新春トップインタビュー

松下電器産業(株) 専務取締役
戸田一雄 氏

2003年は
新しい時代を示唆する
大変重要な年になる

2003年は21世紀型商品が主役となり、21世紀型文化がいよいよ本格始動する。
AV市場を牽引する松下電器では、“お客様が一番大切”という企業理念を貫き、文化、そして感動を創造していく。

インタビュー ● 音元出版社長 和田光征

これまでの20世紀型商品から
21世紀商品へ、2003年に
本格的移行がスタートする

 

お客様自身が変化を
受け入れて動いている

―― 昨年、私は「幸福家族の文化基地創造」という提案を行いました。それぞれの家庭には、それぞれの文化があります。ホームシアターを通じて、家族のコミュニケーションの復活と、より潤いのある生活を生み出していくということを推進してまいりました。

今、市場ではプラズマやDVDレコーダー、カジュアルシアターなどの21世紀型の商品が急激に伸びています。ただ、店頭での展開を見ますと、例えばプラズマでは単にテレビと置き換えるというケースが多く見受けられて、何らかの付加価値を加えるような売り方がなされていません。たしかに今は、特別な工夫をしなくても、売れていくような環境にありますが、これからは、お客様が潜在的に求めているものを提供できるところが強い企業になっていきます。そこで、今年は「深層ユーザーオリエンテッド」というテーマを打ち出して、強力に推進していこうと考えています。

戸田 このところ、大量生産・大量販売型のパターンが、通用しなくなってきました。消費の減退が続いている中で、消費そのもののあり方が変わってきています。少し言いすぎかもしれませんが、メーカーが一方的に笛を吹いて消費を主導していくという手法が通用しなくなってきました。これからは、メーカーがお客様の好みに合わせて笛を吹いたり、弦を弾いたりしていかないと駄目な時代だと思います。

その点では、今年はどのようにして新しい消費を顕在化させていくかという勝負の年になると思います。

―― 以前、戸田さんは「ビッグバンは3回起こる」とおっしゃっていました。2000年〜2002年の3年間を見ると、PDPやDVDレコーダーなどの次世代型デジタルAV製品が登場して、普及の兆しをみせてきましたね。

戸田 そのお話をさせていただいたのは2000年だったと思いますが、現実にそういう方向に動いてきました。ただ、それは、当時想定したような階段状のドラスティックな変わり方ではなくて、スムーズに着実に変化してきているような気がします。たとえば、テレビではPDPや液晶テレビなどのフラットタイプのものが非常にスムーズに受け入れられてきました。そして、その延長線上のものとして、プロジェクターが家庭の中に入ってきています。メーカーがビックバンを目指して騒いでいるのではなくて、お客様自身が自然に変化を受け入れ、動いているというのが実感です。

入力記録:

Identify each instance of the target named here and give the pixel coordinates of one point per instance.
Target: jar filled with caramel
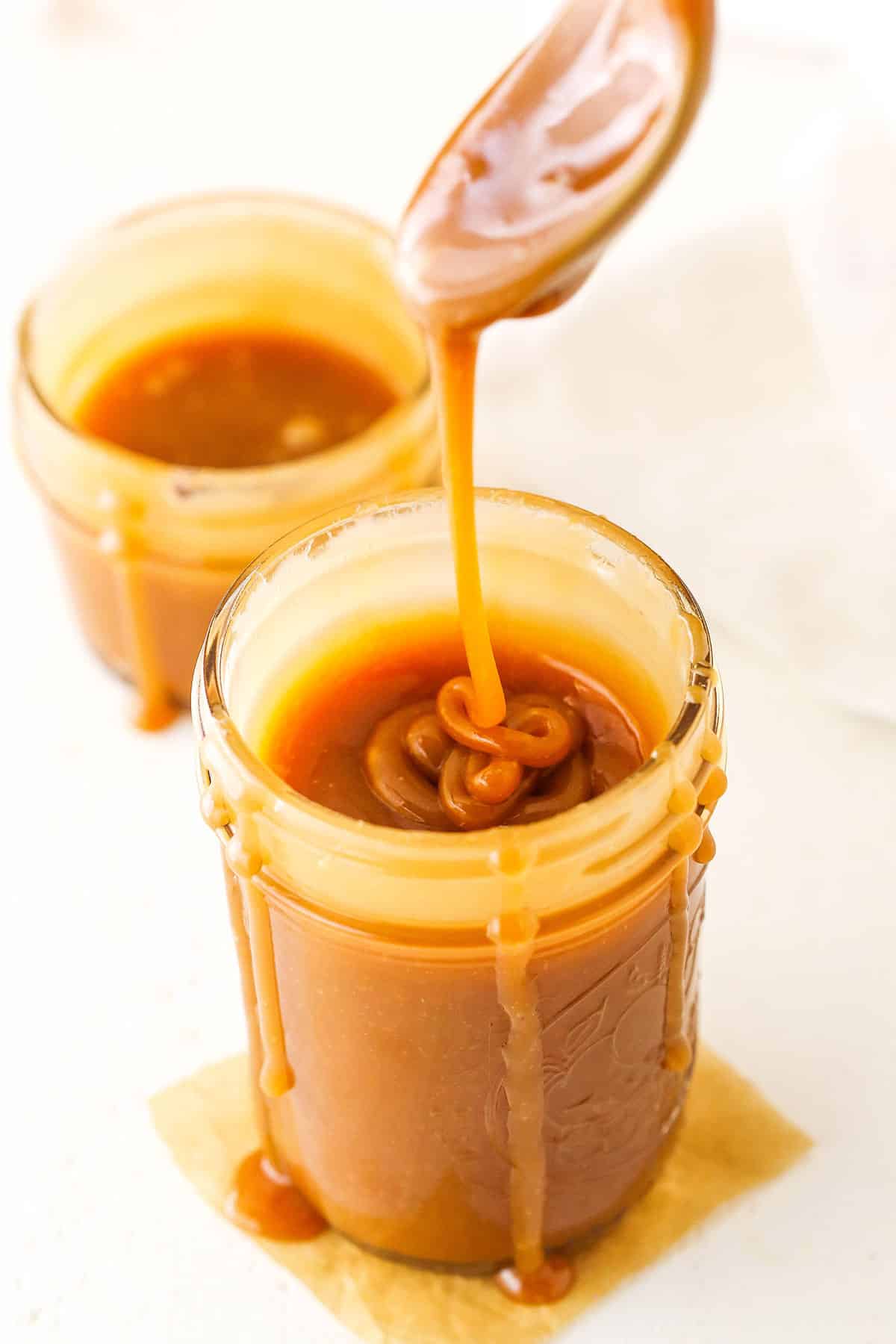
(469, 1042)
(198, 381)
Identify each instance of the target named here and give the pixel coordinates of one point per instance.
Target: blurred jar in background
(149, 547)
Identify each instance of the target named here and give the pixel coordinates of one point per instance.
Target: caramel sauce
(388, 737)
(267, 1203)
(217, 398)
(234, 398)
(509, 221)
(547, 1284)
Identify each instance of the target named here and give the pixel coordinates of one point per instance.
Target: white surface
(119, 974)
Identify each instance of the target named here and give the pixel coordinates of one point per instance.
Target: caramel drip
(250, 1003)
(514, 936)
(242, 853)
(265, 1202)
(155, 709)
(676, 1045)
(276, 1077)
(551, 1281)
(435, 766)
(453, 358)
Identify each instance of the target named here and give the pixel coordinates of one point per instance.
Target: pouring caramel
(509, 221)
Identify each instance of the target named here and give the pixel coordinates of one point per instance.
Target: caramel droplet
(682, 797)
(267, 1203)
(677, 1048)
(711, 749)
(685, 835)
(551, 1281)
(714, 788)
(214, 809)
(706, 853)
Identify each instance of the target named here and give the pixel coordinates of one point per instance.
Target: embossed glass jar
(149, 549)
(363, 951)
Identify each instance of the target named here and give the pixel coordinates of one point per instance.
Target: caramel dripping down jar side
(382, 1075)
(147, 549)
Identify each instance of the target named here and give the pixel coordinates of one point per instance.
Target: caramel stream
(509, 221)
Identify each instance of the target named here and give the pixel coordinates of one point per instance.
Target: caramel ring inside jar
(433, 766)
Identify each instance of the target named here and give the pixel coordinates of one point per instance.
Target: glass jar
(149, 549)
(367, 954)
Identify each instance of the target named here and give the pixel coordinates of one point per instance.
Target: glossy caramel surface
(234, 396)
(386, 735)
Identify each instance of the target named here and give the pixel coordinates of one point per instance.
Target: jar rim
(703, 699)
(178, 479)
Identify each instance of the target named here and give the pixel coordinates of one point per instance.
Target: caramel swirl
(432, 765)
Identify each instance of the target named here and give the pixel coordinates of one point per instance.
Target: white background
(117, 972)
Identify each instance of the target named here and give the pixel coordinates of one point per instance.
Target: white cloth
(731, 396)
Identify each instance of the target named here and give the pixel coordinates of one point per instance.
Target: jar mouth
(180, 480)
(467, 853)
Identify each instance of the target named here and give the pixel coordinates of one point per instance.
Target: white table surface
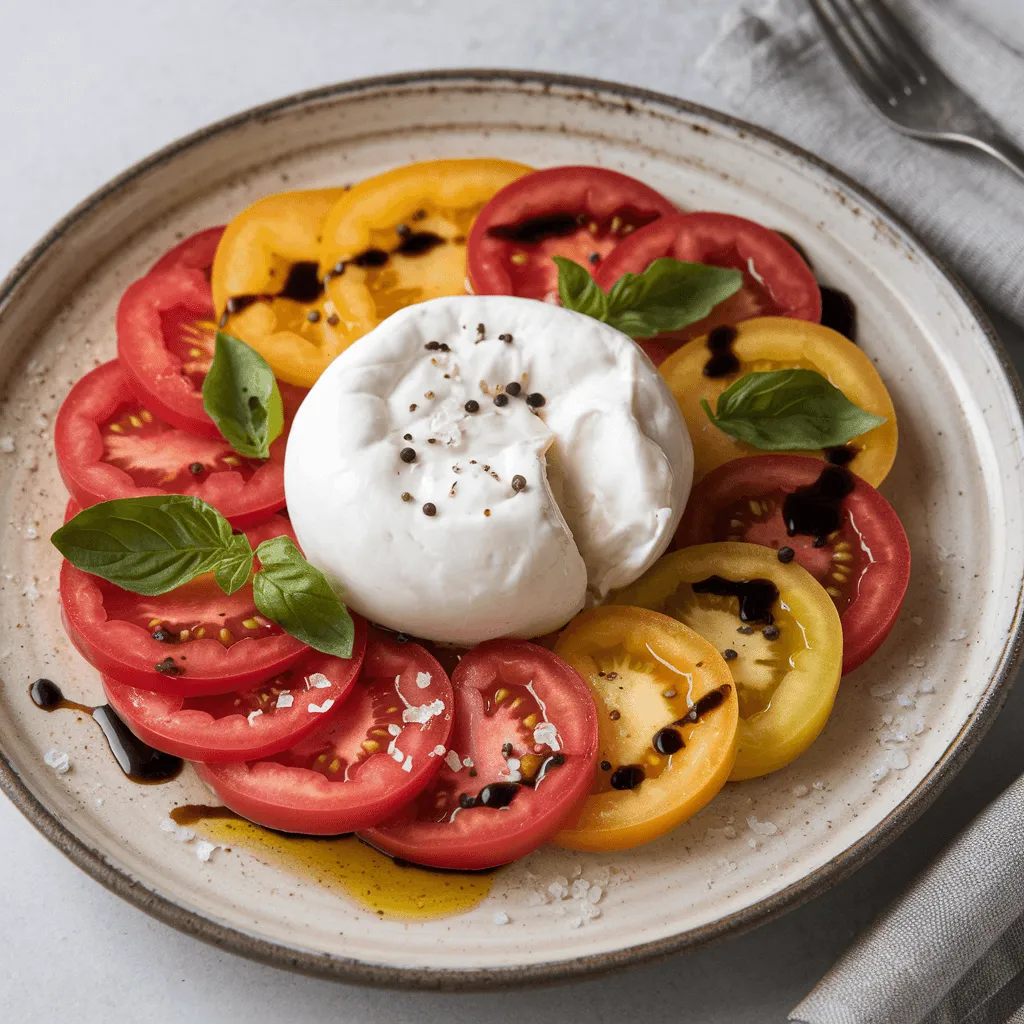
(87, 89)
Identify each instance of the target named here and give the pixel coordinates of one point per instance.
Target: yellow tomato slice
(781, 343)
(647, 673)
(399, 238)
(786, 680)
(269, 252)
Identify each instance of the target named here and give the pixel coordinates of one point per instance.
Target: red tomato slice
(522, 761)
(109, 444)
(166, 330)
(579, 212)
(863, 561)
(195, 253)
(193, 641)
(776, 280)
(381, 750)
(245, 724)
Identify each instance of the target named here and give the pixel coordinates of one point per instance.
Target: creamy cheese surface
(572, 480)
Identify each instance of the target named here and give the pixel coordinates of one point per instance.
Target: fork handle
(1003, 150)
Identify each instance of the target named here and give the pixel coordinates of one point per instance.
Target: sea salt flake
(58, 761)
(761, 827)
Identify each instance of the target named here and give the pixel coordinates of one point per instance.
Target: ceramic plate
(902, 726)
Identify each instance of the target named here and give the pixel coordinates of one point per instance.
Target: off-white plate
(903, 724)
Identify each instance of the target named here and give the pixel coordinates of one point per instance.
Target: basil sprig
(152, 545)
(241, 395)
(668, 296)
(788, 411)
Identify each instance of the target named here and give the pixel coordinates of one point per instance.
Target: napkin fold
(774, 68)
(951, 949)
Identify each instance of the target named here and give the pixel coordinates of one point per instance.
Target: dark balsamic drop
(722, 360)
(839, 312)
(711, 700)
(843, 455)
(536, 229)
(302, 284)
(757, 597)
(138, 761)
(627, 777)
(816, 510)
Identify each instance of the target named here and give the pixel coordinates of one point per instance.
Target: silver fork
(905, 85)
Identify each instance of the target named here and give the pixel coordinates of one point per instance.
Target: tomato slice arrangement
(109, 444)
(267, 290)
(378, 753)
(778, 631)
(776, 280)
(520, 762)
(245, 724)
(840, 528)
(583, 213)
(667, 714)
(192, 641)
(399, 238)
(778, 343)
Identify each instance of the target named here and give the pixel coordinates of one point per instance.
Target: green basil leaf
(297, 596)
(788, 411)
(152, 545)
(668, 296)
(241, 395)
(579, 291)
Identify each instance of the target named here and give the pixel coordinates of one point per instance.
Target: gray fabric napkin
(951, 948)
(773, 68)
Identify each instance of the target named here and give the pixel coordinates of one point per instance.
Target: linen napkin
(951, 949)
(774, 69)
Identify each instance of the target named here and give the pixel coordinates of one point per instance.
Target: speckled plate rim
(342, 969)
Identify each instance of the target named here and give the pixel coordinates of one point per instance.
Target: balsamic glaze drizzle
(138, 761)
(756, 596)
(816, 510)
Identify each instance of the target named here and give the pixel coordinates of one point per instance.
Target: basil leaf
(241, 395)
(788, 411)
(669, 296)
(152, 545)
(579, 291)
(297, 596)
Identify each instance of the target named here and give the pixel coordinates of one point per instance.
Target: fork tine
(923, 66)
(863, 75)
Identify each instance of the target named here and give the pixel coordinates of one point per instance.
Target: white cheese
(606, 462)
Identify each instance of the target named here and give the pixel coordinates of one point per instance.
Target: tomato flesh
(777, 282)
(520, 762)
(244, 724)
(110, 444)
(195, 640)
(384, 745)
(863, 563)
(583, 213)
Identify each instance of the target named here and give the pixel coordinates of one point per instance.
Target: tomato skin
(777, 343)
(478, 838)
(157, 376)
(879, 591)
(596, 194)
(633, 710)
(126, 650)
(82, 451)
(786, 288)
(286, 794)
(195, 253)
(211, 728)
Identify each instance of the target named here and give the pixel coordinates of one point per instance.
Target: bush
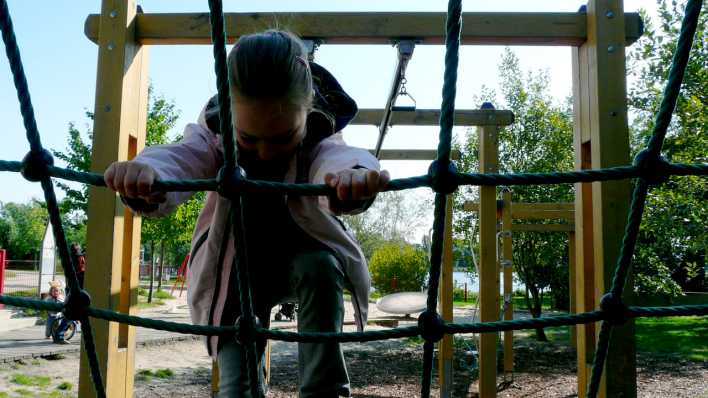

学習課題 1:
記録の冒頭から「(547, 1284)」を含む行までを、指示文も含めてもう一度書き出し、答えに当たる座標の数値だけをすべて2.3倍に拡大して整数に四捨五入（0.5は切り上げ）してください。画像は書き出しに含めないでください。
学習課題 2:
2003年のAV市場を語る松下電器専務へのインタビューについて、最後に示された発言の次から記事を書き進めてください。

期待される解答 1:
Identify each instance of the target named here and give the pixel coordinates of one point per instance.
Target: jar filled with caramel
(1079, 2397)
(455, 876)
Identify each instance of the target named here and give the pixel coordinates of one point per instance.
Target: blurred jar in background
(343, 1258)
Identify each instance of the target named here and give the pixel coordinates of one point per instance.
Target: caramel sauce
(892, 1695)
(614, 2767)
(499, 915)
(538, 915)
(1171, 508)
(1258, 2953)

期待される解答 2:
―― プラズマテレビは生産が間に合わないほどの人気を博していますが、過去の大型商品でこれだけの強い支持をユーザーから受けた商品はありませんでしたね。

戸田 今の時代は、お客様が本当に求めておられるものであれば、価格は高くても購入されるということだと思います。

私は、昨年までと今年からとでは、かなり様子が変わっていくような予感がします。2000〜2002年までは20世紀型文化と21世紀型文化が混在していた時期でした。昨年の後半になって、そのウエイトが逆転してきました。そして、2003年以降はいよいよ21世紀型商品に本格的に変わっていき、それによって文化も新しい時代に合わせて成長していくことになると思います。

新しい録画文化を創造した
DVDレコーダー

―― 21世紀型の商品という意味では、DVDレコーダーもそうですね。松下さんは昨年、価格面も含めて思い切った戦略でDVDの普及をリードされましたね。

戸田 松下はDVDレコーダーのシェアを上げるために、価格競争を仕掛けているのではないかといわれる方がいらっしゃいますが、私たちはそんなことは微塵も考えていません。今、松下電器が考えていることは、録画文化とそれに支えられた映像文化をどうやって次の世代に継承し、発展させていくかということです。

録画という新しい文化を切りひらいて、その主役を担ってきたVHSレコーダーは、このところ、年率7掛けぐらいのペースで単価ダウンが進んでいます。2万円を切る商品はおろか、1万円を切るようなものまで出てきています。これでは事業として成立しませんし、これをインフラにした録画文化そのものが成り立たなくなっていきます。

録画文化も含めたトータルな映像文化を、将来に向けて継続的に発展させていくためには、VHSにかわる次世代のエースの登場が不可欠です。DVDレコーダーがまさにこれに当たりますが、もしDVDレコーダーを高価格帯だけの商品にとどめておけば、その間、一般へと広く普及したVHSから次世代の録画文化を担うべきDVDへの切り換えが遅れることになって、日本の録画文化が限りなく安っぽいものになってしまいます。たしかに、新世代の商品は、最初は高くても仕方がないかもしれません。でも、時間が経つに従って、買い求めやすい価格になって、誰もがその魅力を楽しめるようになる。そういう時代を作っていくことが、メーカーとしての責任だと思います。新しい録画文化の担い手としてのDVDレコーダーを、ぜひ育て上げていきたい。そういう思いで、DVDの普及に一生懸命取り組んでいるところです。

―― VHSのリーディングメーカーとして録画文化を支えてきた松下電器としての使命感から、DVDの普及に取り組まれているということですね。

戸田 松下だけが日本発の世界のデファクトスタンダードとしてのVHSを支えてきたわけではありません。業界全体で、新しい録画文化とそれに支えられた映像文化を築き上げていこうという思いを、ぜひ、共有していければと思います。それから、DVDレコーダーの平均単価はたしかに下がってきていますが、録画機全体として見ると違う様相が見えてきます。単価ダウンが極端なVHSレコーダーに比較して、高単価のDVDレコーダーへの切り換えが進んできたことによって、録画機全体の平均単価が著しく上がっています。今の日本はデフレ現象の中にありますが、DVDは、デフレファイターとしての役割を担っているともいえます。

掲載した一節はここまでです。